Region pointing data

○ ○ ○ ○

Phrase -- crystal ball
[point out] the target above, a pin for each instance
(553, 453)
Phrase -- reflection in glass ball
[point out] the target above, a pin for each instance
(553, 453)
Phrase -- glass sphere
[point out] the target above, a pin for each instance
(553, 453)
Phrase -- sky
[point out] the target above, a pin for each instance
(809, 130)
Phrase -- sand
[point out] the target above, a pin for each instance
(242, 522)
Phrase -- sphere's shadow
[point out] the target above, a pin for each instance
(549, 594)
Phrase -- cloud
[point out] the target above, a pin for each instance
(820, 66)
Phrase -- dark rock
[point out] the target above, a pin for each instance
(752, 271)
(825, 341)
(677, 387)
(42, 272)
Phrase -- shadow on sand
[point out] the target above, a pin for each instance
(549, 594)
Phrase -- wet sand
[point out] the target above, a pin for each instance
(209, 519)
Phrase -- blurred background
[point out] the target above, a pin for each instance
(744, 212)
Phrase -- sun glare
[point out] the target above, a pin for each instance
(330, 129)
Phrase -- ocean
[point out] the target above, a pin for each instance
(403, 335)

○ ○ ○ ○

### EXERCISE OBJECTIVE
Where a line above holds the word "sphere", copy it.

### ANSWER SECTION
Phrase -- glass sphere
Phrase -- sphere's shadow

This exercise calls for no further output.